- _Assignment_: Retype the opening lines of the data exactly, stopping after the line that contains "det: sky | locate". Skip every picture.

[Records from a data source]
* * * * *
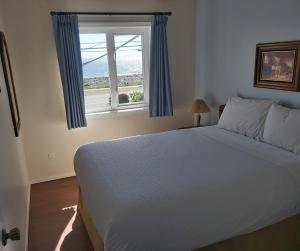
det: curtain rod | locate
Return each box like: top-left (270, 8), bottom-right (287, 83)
top-left (50, 11), bottom-right (172, 16)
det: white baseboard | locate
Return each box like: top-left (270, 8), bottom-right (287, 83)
top-left (30, 172), bottom-right (75, 184)
top-left (25, 184), bottom-right (31, 251)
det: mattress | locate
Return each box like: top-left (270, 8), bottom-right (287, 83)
top-left (74, 126), bottom-right (300, 251)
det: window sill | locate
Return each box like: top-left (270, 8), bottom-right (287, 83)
top-left (86, 106), bottom-right (148, 119)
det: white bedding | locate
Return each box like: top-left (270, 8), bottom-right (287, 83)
top-left (74, 126), bottom-right (300, 251)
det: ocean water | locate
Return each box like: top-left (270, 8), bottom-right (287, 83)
top-left (82, 60), bottom-right (109, 78)
top-left (82, 59), bottom-right (143, 78)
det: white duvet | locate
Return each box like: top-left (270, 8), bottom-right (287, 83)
top-left (74, 126), bottom-right (300, 251)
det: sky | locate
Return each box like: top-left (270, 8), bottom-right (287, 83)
top-left (80, 33), bottom-right (143, 77)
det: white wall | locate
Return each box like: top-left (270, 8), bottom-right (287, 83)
top-left (0, 0), bottom-right (29, 250)
top-left (196, 0), bottom-right (300, 124)
top-left (1, 0), bottom-right (196, 182)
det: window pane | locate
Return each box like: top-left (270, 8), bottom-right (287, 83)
top-left (114, 34), bottom-right (144, 105)
top-left (80, 33), bottom-right (111, 113)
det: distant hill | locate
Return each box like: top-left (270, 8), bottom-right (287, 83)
top-left (83, 74), bottom-right (143, 89)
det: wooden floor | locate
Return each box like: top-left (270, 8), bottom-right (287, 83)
top-left (28, 177), bottom-right (93, 251)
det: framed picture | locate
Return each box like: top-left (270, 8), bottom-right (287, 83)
top-left (254, 40), bottom-right (300, 91)
top-left (0, 32), bottom-right (21, 137)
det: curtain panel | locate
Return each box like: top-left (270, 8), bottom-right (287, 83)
top-left (149, 15), bottom-right (173, 117)
top-left (52, 15), bottom-right (87, 129)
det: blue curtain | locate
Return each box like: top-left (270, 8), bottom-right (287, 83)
top-left (149, 15), bottom-right (173, 117)
top-left (52, 15), bottom-right (87, 129)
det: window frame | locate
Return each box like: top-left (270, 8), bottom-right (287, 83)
top-left (79, 22), bottom-right (151, 114)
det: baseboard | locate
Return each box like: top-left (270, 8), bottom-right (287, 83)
top-left (25, 184), bottom-right (31, 251)
top-left (30, 172), bottom-right (75, 184)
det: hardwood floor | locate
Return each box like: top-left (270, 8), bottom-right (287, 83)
top-left (28, 177), bottom-right (93, 251)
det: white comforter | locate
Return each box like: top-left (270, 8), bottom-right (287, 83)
top-left (74, 126), bottom-right (300, 251)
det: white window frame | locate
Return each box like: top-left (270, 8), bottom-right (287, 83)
top-left (79, 22), bottom-right (151, 114)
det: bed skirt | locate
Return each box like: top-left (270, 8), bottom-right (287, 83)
top-left (78, 188), bottom-right (300, 251)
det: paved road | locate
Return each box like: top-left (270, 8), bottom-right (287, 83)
top-left (84, 86), bottom-right (143, 113)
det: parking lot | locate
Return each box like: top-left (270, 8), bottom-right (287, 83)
top-left (84, 86), bottom-right (143, 113)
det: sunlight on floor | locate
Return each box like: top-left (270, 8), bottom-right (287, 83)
top-left (55, 205), bottom-right (77, 251)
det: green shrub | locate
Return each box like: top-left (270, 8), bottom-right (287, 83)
top-left (130, 91), bottom-right (144, 102)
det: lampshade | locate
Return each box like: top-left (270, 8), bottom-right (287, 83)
top-left (191, 99), bottom-right (210, 113)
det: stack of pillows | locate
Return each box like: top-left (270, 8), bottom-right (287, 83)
top-left (217, 96), bottom-right (300, 155)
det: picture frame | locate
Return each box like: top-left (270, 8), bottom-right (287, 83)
top-left (0, 31), bottom-right (21, 137)
top-left (254, 40), bottom-right (300, 91)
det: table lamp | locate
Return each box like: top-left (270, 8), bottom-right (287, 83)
top-left (191, 99), bottom-right (210, 126)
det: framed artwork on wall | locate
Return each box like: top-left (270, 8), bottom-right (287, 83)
top-left (0, 31), bottom-right (21, 137)
top-left (254, 40), bottom-right (300, 91)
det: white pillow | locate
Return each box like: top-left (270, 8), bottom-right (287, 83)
top-left (263, 104), bottom-right (300, 154)
top-left (217, 96), bottom-right (277, 139)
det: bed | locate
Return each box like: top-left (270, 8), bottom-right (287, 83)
top-left (74, 125), bottom-right (300, 251)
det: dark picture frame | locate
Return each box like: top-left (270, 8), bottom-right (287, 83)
top-left (254, 40), bottom-right (300, 91)
top-left (0, 32), bottom-right (21, 137)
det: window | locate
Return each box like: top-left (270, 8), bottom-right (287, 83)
top-left (79, 23), bottom-right (151, 114)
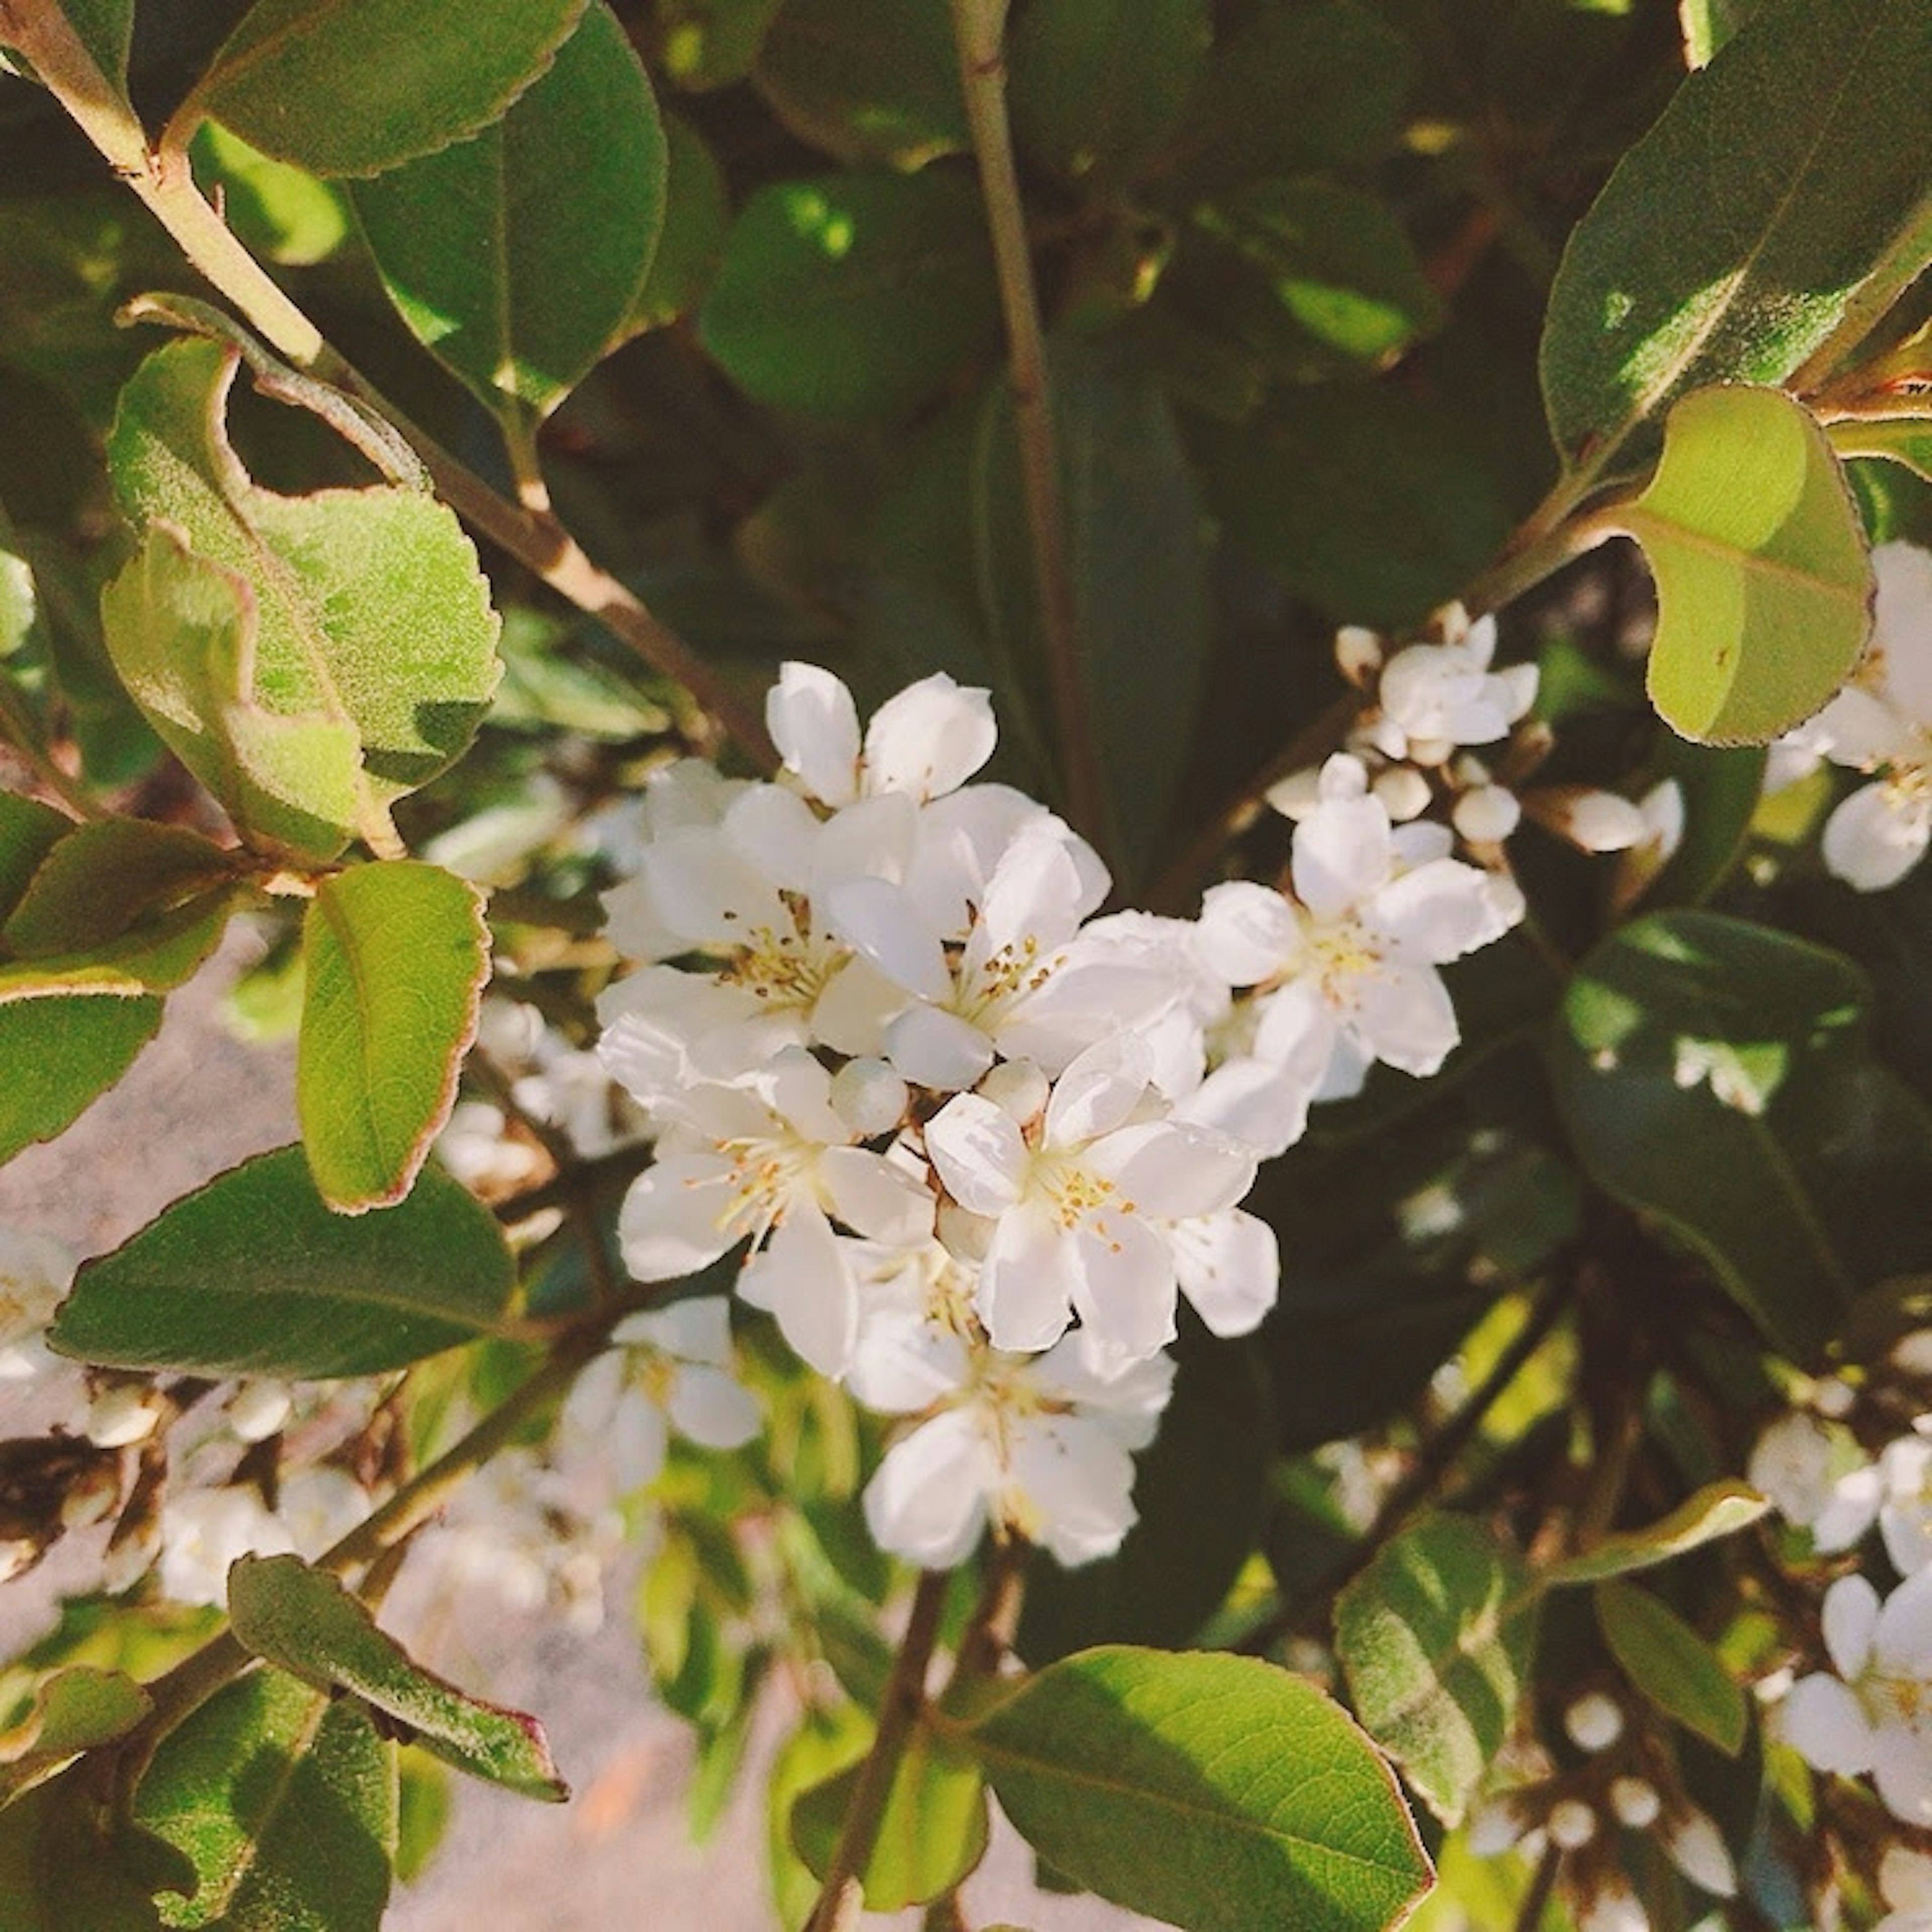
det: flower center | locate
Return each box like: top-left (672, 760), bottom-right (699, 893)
top-left (1304, 914), bottom-right (1386, 1007)
top-left (718, 890), bottom-right (845, 1011)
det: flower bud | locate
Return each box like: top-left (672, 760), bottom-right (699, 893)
top-left (1608, 1776), bottom-right (1660, 1828)
top-left (85, 1384), bottom-right (162, 1450)
top-left (1334, 625), bottom-right (1384, 685)
top-left (1453, 783), bottom-right (1522, 845)
top-left (227, 1379), bottom-right (294, 1444)
top-left (1530, 786), bottom-right (1646, 853)
top-left (1373, 767), bottom-right (1432, 822)
top-left (830, 1058), bottom-right (909, 1138)
top-left (1664, 1810), bottom-right (1736, 1897)
top-left (1547, 1797), bottom-right (1598, 1849)
top-left (1893, 1329), bottom-right (1932, 1377)
top-left (976, 1059), bottom-right (1049, 1125)
top-left (1263, 766), bottom-right (1323, 822)
top-left (1564, 1691), bottom-right (1625, 1753)
top-left (1810, 1376), bottom-right (1857, 1420)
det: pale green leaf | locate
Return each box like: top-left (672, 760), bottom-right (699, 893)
top-left (767, 1707), bottom-right (870, 1929)
top-left (1541, 0), bottom-right (1932, 476)
top-left (227, 1556), bottom-right (568, 1801)
top-left (49, 1145), bottom-right (518, 1378)
top-left (4, 820), bottom-right (234, 957)
top-left (0, 547), bottom-right (37, 658)
top-left (0, 1670), bottom-right (150, 1806)
top-left (0, 892), bottom-right (238, 1004)
top-left (182, 0), bottom-right (588, 177)
top-left (1543, 1482), bottom-right (1770, 1588)
top-left (1617, 385), bottom-right (1872, 744)
top-left (1595, 1579), bottom-right (1747, 1754)
top-left (1335, 1516), bottom-right (1539, 1827)
top-left (298, 860), bottom-right (489, 1213)
top-left (352, 3), bottom-right (667, 424)
top-left (960, 1646), bottom-right (1433, 1932)
top-left (133, 1668), bottom-right (394, 1931)
top-left (188, 124), bottom-right (349, 268)
top-left (1831, 416), bottom-right (1932, 485)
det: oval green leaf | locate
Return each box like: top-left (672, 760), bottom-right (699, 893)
top-left (0, 1669), bottom-right (151, 1806)
top-left (49, 1145), bottom-right (518, 1378)
top-left (298, 860), bottom-right (490, 1213)
top-left (351, 2), bottom-right (667, 426)
top-left (1619, 385), bottom-right (1872, 744)
top-left (1542, 1480), bottom-right (1770, 1588)
top-left (0, 995), bottom-right (162, 1164)
top-left (227, 1556), bottom-right (568, 1802)
top-left (4, 820), bottom-right (234, 957)
top-left (960, 1646), bottom-right (1432, 1932)
top-left (180, 0), bottom-right (587, 177)
top-left (1595, 1579), bottom-right (1747, 1755)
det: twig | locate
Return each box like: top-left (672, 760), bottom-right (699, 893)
top-left (1514, 1842), bottom-right (1561, 1932)
top-left (947, 0), bottom-right (1111, 863)
top-left (804, 1568), bottom-right (951, 1932)
top-left (2, 3), bottom-right (775, 770)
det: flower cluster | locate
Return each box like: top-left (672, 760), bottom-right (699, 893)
top-left (587, 661), bottom-right (1527, 1570)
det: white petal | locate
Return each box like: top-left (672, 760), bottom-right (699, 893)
top-left (1007, 1413), bottom-right (1138, 1565)
top-left (820, 1145), bottom-right (935, 1245)
top-left (862, 672), bottom-right (997, 800)
top-left (1097, 1121), bottom-right (1256, 1221)
top-left (887, 1002), bottom-right (996, 1092)
top-left (741, 1205), bottom-right (858, 1378)
top-left (825, 876), bottom-right (952, 1001)
top-left (976, 821), bottom-right (1094, 952)
top-left (1068, 1218), bottom-right (1178, 1366)
top-left (667, 1364), bottom-right (762, 1450)
top-left (1292, 793), bottom-right (1392, 918)
top-left (1825, 1573), bottom-right (1882, 1677)
top-left (1823, 782), bottom-right (1931, 892)
top-left (1779, 1672), bottom-right (1874, 1774)
top-left (978, 1212), bottom-right (1077, 1353)
top-left (619, 1156), bottom-right (739, 1281)
top-left (926, 1094), bottom-right (1029, 1216)
top-left (1872, 542), bottom-right (1932, 724)
top-left (1373, 857), bottom-right (1511, 962)
top-left (1043, 1036), bottom-right (1156, 1148)
top-left (1880, 1844), bottom-right (1932, 1911)
top-left (768, 661), bottom-right (860, 806)
top-left (1664, 1811), bottom-right (1736, 1897)
top-left (864, 1411), bottom-right (994, 1567)
top-left (608, 1388), bottom-right (671, 1490)
top-left (641, 827), bottom-right (785, 946)
top-left (723, 782), bottom-right (823, 888)
top-left (810, 791), bottom-right (918, 893)
top-left (848, 1304), bottom-right (973, 1413)
top-left (1170, 1209), bottom-right (1279, 1337)
top-left (1874, 1722), bottom-right (1932, 1828)
top-left (613, 1294), bottom-right (733, 1364)
top-left (1876, 1568), bottom-right (1932, 1677)
top-left (1196, 881), bottom-right (1301, 986)
top-left (1351, 963), bottom-right (1460, 1077)
top-left (1183, 1052), bottom-right (1316, 1160)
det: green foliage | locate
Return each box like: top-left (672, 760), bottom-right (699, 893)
top-left (1622, 386), bottom-right (1871, 745)
top-left (960, 1647), bottom-right (1433, 1932)
top-left (1594, 1578), bottom-right (1747, 1755)
top-left (1334, 1516), bottom-right (1539, 1827)
top-left (1540, 0), bottom-right (1932, 477)
top-left (227, 1556), bottom-right (568, 1800)
top-left (3, 822), bottom-right (233, 956)
top-left (0, 995), bottom-right (163, 1164)
top-left (1540, 1482), bottom-right (1772, 1587)
top-left (50, 1146), bottom-right (519, 1378)
top-left (0, 1776), bottom-right (183, 1931)
top-left (297, 860), bottom-right (489, 1211)
top-left (1550, 912), bottom-right (1932, 1360)
top-left (700, 173), bottom-right (1000, 422)
top-left (629, 114), bottom-right (731, 332)
top-left (189, 126), bottom-right (349, 269)
top-left (180, 0), bottom-right (588, 177)
top-left (352, 3), bottom-right (668, 430)
top-left (132, 1668), bottom-right (395, 1931)
top-left (0, 1669), bottom-right (150, 1806)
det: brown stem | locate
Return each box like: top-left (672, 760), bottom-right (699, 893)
top-left (947, 0), bottom-right (1111, 863)
top-left (2, 2), bottom-right (774, 769)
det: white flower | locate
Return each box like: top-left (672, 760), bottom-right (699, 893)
top-left (156, 1487), bottom-right (296, 1606)
top-left (1878, 1845), bottom-right (1932, 1932)
top-left (1362, 617), bottom-right (1538, 766)
top-left (1807, 541), bottom-right (1932, 891)
top-left (617, 1048), bottom-right (933, 1377)
top-left (860, 1328), bottom-right (1174, 1568)
top-left (560, 1297), bottom-right (761, 1491)
top-left (768, 662), bottom-right (997, 808)
top-left (1747, 1411), bottom-right (1880, 1552)
top-left (226, 1380), bottom-right (294, 1444)
top-left (925, 1038), bottom-right (1261, 1365)
top-left (1881, 1435), bottom-right (1932, 1575)
top-left (1663, 1808), bottom-right (1736, 1897)
top-left (1782, 1571), bottom-right (1932, 1824)
top-left (84, 1384), bottom-right (163, 1449)
top-left (1563, 1691), bottom-right (1624, 1753)
top-left (1198, 756), bottom-right (1515, 1097)
top-left (0, 1230), bottom-right (75, 1382)
top-left (436, 1099), bottom-right (546, 1195)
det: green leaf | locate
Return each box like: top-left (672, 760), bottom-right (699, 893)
top-left (1831, 416), bottom-right (1932, 485)
top-left (0, 1670), bottom-right (150, 1806)
top-left (0, 547), bottom-right (37, 659)
top-left (628, 113), bottom-right (730, 332)
top-left (1171, 0), bottom-right (1416, 188)
top-left (0, 1778), bottom-right (176, 1931)
top-left (752, 0), bottom-right (966, 170)
top-left (1020, 1329), bottom-right (1270, 1662)
top-left (975, 337), bottom-right (1210, 879)
top-left (106, 341), bottom-right (501, 853)
top-left (1334, 1516), bottom-right (1539, 1827)
top-left (49, 1145), bottom-right (518, 1378)
top-left (1542, 1481), bottom-right (1770, 1587)
top-left (133, 1667), bottom-right (395, 1931)
top-left (1549, 911), bottom-right (1932, 1359)
top-left (699, 173), bottom-right (1000, 422)
top-left (1617, 385), bottom-right (1872, 745)
top-left (297, 860), bottom-right (489, 1213)
top-left (352, 3), bottom-right (667, 427)
top-left (1595, 1579), bottom-right (1747, 1755)
top-left (1008, 0), bottom-right (1210, 187)
top-left (181, 0), bottom-right (588, 177)
top-left (0, 794), bottom-right (71, 921)
top-left (654, 0), bottom-right (786, 91)
top-left (227, 1555), bottom-right (568, 1801)
top-left (4, 821), bottom-right (234, 957)
top-left (1637, 742), bottom-right (1767, 910)
top-left (767, 1706), bottom-right (870, 1928)
top-left (1540, 0), bottom-right (1932, 477)
top-left (1680, 0), bottom-right (1755, 67)
top-left (0, 995), bottom-right (162, 1163)
top-left (57, 0), bottom-right (133, 92)
top-left (959, 1646), bottom-right (1432, 1932)
top-left (0, 892), bottom-right (238, 1003)
top-left (790, 1722), bottom-right (989, 1911)
top-left (188, 125), bottom-right (349, 268)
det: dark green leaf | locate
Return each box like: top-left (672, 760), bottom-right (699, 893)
top-left (1540, 0), bottom-right (1932, 477)
top-left (628, 113), bottom-right (730, 332)
top-left (0, 891), bottom-right (238, 1002)
top-left (976, 337), bottom-right (1210, 879)
top-left (1541, 1481), bottom-right (1769, 1587)
top-left (1008, 0), bottom-right (1210, 187)
top-left (960, 1646), bottom-right (1432, 1932)
top-left (133, 1667), bottom-right (395, 1931)
top-left (753, 0), bottom-right (965, 169)
top-left (182, 0), bottom-right (588, 177)
top-left (1637, 742), bottom-right (1767, 910)
top-left (0, 995), bottom-right (163, 1163)
top-left (297, 860), bottom-right (488, 1213)
top-left (352, 3), bottom-right (667, 426)
top-left (1617, 386), bottom-right (1872, 745)
top-left (57, 0), bottom-right (134, 92)
top-left (1595, 1579), bottom-right (1747, 1754)
top-left (0, 1777), bottom-right (175, 1931)
top-left (227, 1556), bottom-right (568, 1801)
top-left (0, 794), bottom-right (70, 922)
top-left (654, 0), bottom-right (786, 91)
top-left (1020, 1329), bottom-right (1270, 1662)
top-left (50, 1145), bottom-right (518, 1378)
top-left (1335, 1515), bottom-right (1539, 1826)
top-left (1549, 912), bottom-right (1932, 1359)
top-left (4, 820), bottom-right (234, 957)
top-left (700, 173), bottom-right (1000, 422)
* * * * *
- _Expected answer_:
det: curtain rod | locate
Return each box like: top-left (270, 8), bottom-right (287, 83)
top-left (50, 11), bottom-right (172, 16)
det: white baseboard | locate
Return each box like: top-left (270, 8), bottom-right (287, 83)
top-left (30, 172), bottom-right (75, 184)
top-left (25, 184), bottom-right (31, 251)
det: mattress | locate
Return each box like: top-left (270, 8), bottom-right (287, 83)
top-left (74, 126), bottom-right (300, 251)
det: window sill | locate
Return each box like: top-left (270, 8), bottom-right (287, 83)
top-left (86, 106), bottom-right (148, 119)
det: white bedding | locate
Return each box like: top-left (270, 8), bottom-right (287, 83)
top-left (74, 126), bottom-right (300, 251)
det: ocean water | locate
Return each box like: top-left (270, 8), bottom-right (287, 83)
top-left (82, 60), bottom-right (109, 78)
top-left (82, 59), bottom-right (143, 78)
det: white duvet | locate
Return each box like: top-left (270, 8), bottom-right (287, 83)
top-left (74, 126), bottom-right (300, 251)
det: sky | locate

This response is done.